• _Assignment_
Set down each entry exactly as it stands, without altering a single character.

◆ ◆ ◆

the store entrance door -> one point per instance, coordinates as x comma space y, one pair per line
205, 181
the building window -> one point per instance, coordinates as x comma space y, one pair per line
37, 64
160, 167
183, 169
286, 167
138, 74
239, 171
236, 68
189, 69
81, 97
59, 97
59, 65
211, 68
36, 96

◆ ◆ ◆

• _Written answer_
the store entrance door -> one point per instance, coordinates as x comma space y, one pair per line
205, 181
the building window -> one point per instance, coordinates as x comma space y, one pair per line
37, 64
160, 167
183, 169
286, 167
138, 74
239, 171
236, 68
189, 69
81, 97
59, 97
59, 65
211, 68
36, 96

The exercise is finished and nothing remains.